- _Passage extrait_
┌────────

Le problème, c’est que cette fois, le DUP (Democratic Unionist Party) refuse de se joindre à l’exécutif tant que Londres n’aura pas renégocié le fameux protocole nord-irlandais avec l’Union européenne (UE). Le Parlement nord-irlandais est donc inopérant.

Est-ce pour cette raison que Londres veut modifier le protocole ?

En partie, oui. Le premier ministre britannique, Boris Johnson, tient à ce que « son » Brexit réussisse et n’a rien à gagner à ce que l’assemblée nord-irlandaise ne fonctionne pas..

Mais il y a peut-être d’autres raisons, plus cyniques. Certains estiment que Boris Johnson a tout intérêt à maintenir le bras de fer avec l’UE, à la fois pour garantir le soutien de son aile droite (les partisans d’un Brexit dur), mais aussi pour faire diversion, alors que sa cote est en baisse et que le ciel s’obscurcit sur l’économie britannique. « On lance quelque chose d’un peu polémique. On met ça sur la table et comme ça, on parle moins du reste », résume Christophe Gillissen, professeur et spécialiste de la question irlandaise à l’Université de Caen.

└────────

- _Données fournies_
┌────────

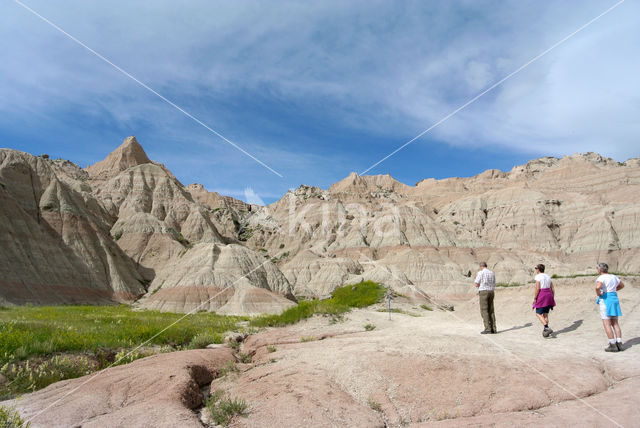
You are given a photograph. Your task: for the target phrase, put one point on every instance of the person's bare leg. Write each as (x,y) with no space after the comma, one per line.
(616,327)
(607,328)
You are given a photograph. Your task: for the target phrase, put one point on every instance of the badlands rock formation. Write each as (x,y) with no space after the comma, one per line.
(123,229)
(126,229)
(568,213)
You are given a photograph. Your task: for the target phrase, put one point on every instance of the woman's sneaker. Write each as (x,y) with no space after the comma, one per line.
(611,348)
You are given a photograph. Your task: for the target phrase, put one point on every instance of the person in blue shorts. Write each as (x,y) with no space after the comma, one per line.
(607,286)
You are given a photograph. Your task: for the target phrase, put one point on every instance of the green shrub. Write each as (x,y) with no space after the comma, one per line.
(245,358)
(30,331)
(343,299)
(10,418)
(31,376)
(508,284)
(126,356)
(202,340)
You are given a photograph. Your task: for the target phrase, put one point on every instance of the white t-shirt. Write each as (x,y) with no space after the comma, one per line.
(609,282)
(545,280)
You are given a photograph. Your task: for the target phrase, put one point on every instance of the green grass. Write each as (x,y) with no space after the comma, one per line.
(10,418)
(40,345)
(400,311)
(343,300)
(29,331)
(581,275)
(223,410)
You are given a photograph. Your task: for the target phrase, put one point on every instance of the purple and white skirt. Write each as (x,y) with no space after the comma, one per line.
(545,299)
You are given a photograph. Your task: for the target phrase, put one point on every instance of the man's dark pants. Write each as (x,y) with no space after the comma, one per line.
(486,309)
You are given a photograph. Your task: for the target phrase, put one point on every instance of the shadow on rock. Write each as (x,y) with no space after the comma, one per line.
(572,327)
(518,327)
(632,342)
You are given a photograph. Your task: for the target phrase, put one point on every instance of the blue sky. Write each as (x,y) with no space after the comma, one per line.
(317,90)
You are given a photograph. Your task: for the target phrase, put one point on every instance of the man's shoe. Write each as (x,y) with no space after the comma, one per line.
(611,348)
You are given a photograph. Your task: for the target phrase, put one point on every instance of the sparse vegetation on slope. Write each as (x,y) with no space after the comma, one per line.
(10,418)
(342,300)
(223,410)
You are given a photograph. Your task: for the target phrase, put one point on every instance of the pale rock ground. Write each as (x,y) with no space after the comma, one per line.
(437,366)
(430,369)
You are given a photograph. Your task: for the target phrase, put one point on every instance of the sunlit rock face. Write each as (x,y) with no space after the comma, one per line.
(125,229)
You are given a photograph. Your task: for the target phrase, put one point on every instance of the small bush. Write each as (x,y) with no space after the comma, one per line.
(10,418)
(228,368)
(126,356)
(223,410)
(375,405)
(245,358)
(31,376)
(400,311)
(202,340)
(343,299)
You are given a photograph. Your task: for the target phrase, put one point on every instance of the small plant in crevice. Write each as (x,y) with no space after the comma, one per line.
(10,418)
(230,367)
(245,358)
(224,409)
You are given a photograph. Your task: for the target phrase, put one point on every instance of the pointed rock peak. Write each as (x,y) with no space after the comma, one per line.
(129,153)
(367,183)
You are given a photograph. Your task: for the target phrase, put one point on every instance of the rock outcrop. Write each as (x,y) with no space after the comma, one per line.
(568,213)
(123,229)
(127,228)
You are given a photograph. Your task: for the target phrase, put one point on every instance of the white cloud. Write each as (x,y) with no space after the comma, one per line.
(374,67)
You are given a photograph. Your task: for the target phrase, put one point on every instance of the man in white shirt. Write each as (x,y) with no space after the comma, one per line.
(486,283)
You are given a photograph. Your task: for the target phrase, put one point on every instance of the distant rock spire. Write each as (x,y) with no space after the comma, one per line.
(129,153)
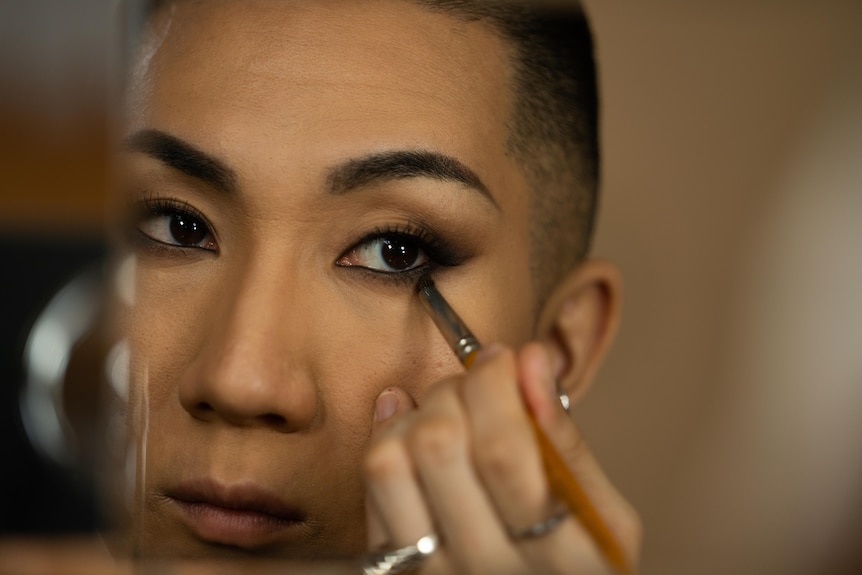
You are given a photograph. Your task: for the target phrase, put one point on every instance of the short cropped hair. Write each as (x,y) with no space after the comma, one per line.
(553,129)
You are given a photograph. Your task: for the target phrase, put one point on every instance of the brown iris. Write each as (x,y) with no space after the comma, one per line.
(399,254)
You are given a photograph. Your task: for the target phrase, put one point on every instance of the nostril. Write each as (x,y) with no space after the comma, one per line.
(274,420)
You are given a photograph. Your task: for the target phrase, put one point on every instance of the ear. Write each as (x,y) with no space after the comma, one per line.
(579,322)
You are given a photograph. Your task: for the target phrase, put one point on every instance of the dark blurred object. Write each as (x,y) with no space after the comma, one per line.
(37,495)
(54,126)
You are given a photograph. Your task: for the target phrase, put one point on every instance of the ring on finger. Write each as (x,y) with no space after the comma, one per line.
(541,528)
(401,560)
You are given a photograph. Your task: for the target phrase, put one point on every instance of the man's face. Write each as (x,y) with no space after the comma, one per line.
(296,168)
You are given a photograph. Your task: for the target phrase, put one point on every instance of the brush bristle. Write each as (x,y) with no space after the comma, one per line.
(424,282)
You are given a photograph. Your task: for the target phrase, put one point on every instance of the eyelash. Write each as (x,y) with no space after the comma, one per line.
(152,206)
(439,251)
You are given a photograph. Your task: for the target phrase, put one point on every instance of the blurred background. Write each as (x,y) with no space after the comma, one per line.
(730,411)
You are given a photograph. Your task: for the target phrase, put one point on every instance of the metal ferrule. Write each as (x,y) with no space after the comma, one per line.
(454,330)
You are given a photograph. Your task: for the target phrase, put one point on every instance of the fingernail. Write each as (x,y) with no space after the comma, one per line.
(489,352)
(387,404)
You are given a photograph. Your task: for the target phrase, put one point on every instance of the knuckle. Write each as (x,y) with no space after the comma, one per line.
(499,454)
(438,439)
(385,459)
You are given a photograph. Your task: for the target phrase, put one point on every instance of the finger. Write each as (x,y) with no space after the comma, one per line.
(510,464)
(396,512)
(503,443)
(612,510)
(439,441)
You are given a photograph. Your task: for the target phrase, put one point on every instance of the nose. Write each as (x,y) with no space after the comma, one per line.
(251,369)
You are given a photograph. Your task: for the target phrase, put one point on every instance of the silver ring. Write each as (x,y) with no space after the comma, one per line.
(540,528)
(401,560)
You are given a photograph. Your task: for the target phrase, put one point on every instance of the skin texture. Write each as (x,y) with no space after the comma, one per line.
(261,359)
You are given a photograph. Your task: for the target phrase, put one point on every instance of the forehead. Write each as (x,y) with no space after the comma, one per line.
(323,77)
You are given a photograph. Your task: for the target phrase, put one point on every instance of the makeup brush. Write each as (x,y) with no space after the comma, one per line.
(561,480)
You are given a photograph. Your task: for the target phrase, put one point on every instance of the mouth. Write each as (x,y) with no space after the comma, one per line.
(243,515)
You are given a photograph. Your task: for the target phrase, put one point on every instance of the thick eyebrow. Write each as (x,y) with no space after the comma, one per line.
(183,156)
(402,164)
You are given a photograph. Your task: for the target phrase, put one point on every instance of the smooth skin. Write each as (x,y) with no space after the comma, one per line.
(266,354)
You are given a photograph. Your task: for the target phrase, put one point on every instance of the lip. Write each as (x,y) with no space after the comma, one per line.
(240,515)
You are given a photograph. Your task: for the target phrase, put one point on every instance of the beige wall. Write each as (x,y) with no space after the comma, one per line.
(731,409)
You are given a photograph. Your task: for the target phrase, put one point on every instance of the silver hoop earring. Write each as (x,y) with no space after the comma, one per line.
(564,400)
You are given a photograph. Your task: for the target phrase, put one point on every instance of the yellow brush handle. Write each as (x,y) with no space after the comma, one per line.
(565,487)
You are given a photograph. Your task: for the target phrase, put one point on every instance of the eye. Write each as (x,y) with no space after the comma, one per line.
(178,227)
(393,253)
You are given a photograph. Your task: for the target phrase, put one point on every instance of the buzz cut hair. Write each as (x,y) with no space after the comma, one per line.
(553,127)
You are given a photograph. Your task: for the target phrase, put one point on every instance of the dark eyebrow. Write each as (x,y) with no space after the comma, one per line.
(403,164)
(184,157)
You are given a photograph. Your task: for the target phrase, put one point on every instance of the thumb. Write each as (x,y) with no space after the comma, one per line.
(389,408)
(391,404)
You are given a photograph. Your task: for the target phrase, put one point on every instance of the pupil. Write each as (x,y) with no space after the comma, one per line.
(399,255)
(188,230)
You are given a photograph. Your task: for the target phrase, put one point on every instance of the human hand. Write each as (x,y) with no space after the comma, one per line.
(466,466)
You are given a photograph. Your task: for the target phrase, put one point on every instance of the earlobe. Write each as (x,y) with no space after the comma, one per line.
(578,324)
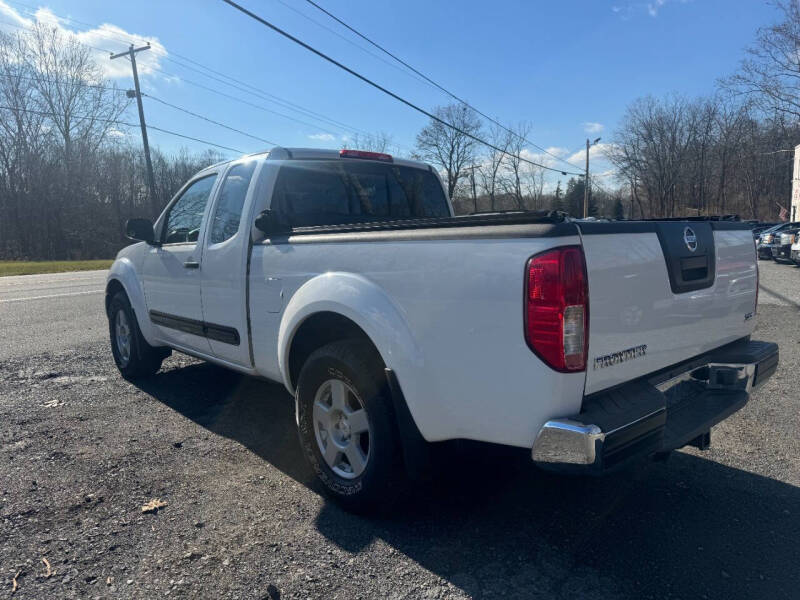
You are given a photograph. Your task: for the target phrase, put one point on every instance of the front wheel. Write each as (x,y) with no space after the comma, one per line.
(346,425)
(134,357)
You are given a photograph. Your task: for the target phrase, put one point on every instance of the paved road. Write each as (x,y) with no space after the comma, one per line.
(81,450)
(51,313)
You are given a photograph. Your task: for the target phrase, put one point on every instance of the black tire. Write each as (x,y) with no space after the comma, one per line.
(357,365)
(141,359)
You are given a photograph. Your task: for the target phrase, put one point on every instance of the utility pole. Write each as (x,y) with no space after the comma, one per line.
(474,195)
(151,182)
(586,182)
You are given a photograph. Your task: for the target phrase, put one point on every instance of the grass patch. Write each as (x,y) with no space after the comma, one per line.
(34,267)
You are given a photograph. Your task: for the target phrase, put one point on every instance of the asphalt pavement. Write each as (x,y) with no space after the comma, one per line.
(51,313)
(81,451)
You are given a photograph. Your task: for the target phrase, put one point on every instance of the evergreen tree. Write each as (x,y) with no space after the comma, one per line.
(619,209)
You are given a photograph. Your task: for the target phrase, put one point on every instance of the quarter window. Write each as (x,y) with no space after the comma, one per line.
(228,212)
(312,193)
(186,215)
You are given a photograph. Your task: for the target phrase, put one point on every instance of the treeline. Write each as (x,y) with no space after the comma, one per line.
(705,156)
(68,180)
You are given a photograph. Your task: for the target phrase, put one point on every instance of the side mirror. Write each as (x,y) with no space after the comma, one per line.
(271,222)
(140,229)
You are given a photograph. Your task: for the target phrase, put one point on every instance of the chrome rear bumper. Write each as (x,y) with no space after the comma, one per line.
(670,409)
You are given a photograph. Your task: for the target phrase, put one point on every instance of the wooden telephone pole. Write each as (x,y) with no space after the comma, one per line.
(151,182)
(586,182)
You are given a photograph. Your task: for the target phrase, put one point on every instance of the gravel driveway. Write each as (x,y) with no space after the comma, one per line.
(81,451)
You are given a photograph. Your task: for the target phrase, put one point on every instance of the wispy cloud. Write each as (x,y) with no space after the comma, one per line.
(104,40)
(591,127)
(653,7)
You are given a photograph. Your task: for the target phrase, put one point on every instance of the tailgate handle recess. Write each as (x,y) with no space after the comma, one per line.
(694,268)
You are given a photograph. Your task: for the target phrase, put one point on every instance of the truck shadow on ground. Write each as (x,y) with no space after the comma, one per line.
(494,526)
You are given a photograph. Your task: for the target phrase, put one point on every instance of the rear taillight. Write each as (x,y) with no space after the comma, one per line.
(365,155)
(557,308)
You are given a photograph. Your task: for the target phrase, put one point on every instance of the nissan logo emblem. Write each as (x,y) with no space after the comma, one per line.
(690,238)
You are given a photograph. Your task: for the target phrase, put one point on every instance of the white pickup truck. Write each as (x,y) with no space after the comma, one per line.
(345,276)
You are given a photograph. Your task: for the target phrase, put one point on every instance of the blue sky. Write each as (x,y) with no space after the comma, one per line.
(569,67)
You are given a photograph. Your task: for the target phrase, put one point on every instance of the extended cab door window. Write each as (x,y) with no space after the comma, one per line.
(224,268)
(185,216)
(171,272)
(228,211)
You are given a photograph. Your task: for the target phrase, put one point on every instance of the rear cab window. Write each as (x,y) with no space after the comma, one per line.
(327,192)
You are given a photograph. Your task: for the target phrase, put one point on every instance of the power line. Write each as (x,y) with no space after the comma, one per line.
(433,83)
(239,131)
(253,90)
(381,88)
(66,82)
(351,42)
(242,101)
(117,122)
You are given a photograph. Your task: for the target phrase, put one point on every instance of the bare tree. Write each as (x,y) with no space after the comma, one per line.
(518,171)
(372,142)
(447,148)
(491,164)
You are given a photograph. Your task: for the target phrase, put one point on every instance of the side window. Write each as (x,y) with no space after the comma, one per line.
(186,215)
(313,193)
(228,211)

└────────

- _Travail à faire_
A) Reproduisez le passage de l'extrait allant de « Est-ce pour cette » jusqu'à « ne fonctionne pas.. ».
B) Répondez brièvement à chaque question à l'aide de l'extrait.
(i) À quoi le DUP refuse-t-il de se joindre tant que Londres n'aura pas renégocié le protocole ?
(ii) Selon certains, le soutien de quel groupe Boris Johnson chercherait-il à garantir en maintenant le bras de fer avec l'UE ?
(iii) Quelles fonctions Christophe Gillissen occupe-t-il, et dans quelle université ?
Les données ne sont pas utiles pour ce travail.

- _Réponses attendues_
A)
Est-ce pour cette raison que Londres veut modifier le protocole ?

En partie, oui. Le premier ministre britannique, Boris Johnson, tient à ce que « son » Brexit réussisse et n’a rien à gagner à ce que l’assemblée nord-irlandaise ne fonctionne pas..

B)
(i) À l'exécutif.
(ii) Celui de son aile droite, c'est-à-dire les partisans d'un Brexit dur.
(iii) Il est professeur et spécialiste de la question irlandaise à l'Université de Caen.